[Start Supplied material]
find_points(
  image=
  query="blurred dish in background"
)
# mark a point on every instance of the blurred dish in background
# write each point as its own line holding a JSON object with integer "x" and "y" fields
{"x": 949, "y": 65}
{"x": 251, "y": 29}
[End Supplied material]
### Task requirements
Please rewrite the entries above, substituting "plate" for every occurrence of "dish" and leaving everything else unchanged.

### Answer to this exercise
find_points(
  image=
  query="blurred plate in background"
)
# mark a point on every instance of the blurred plate in background
# write each point as its own line holding a JSON object with integer "x" and "y" fields
{"x": 949, "y": 65}
{"x": 251, "y": 29}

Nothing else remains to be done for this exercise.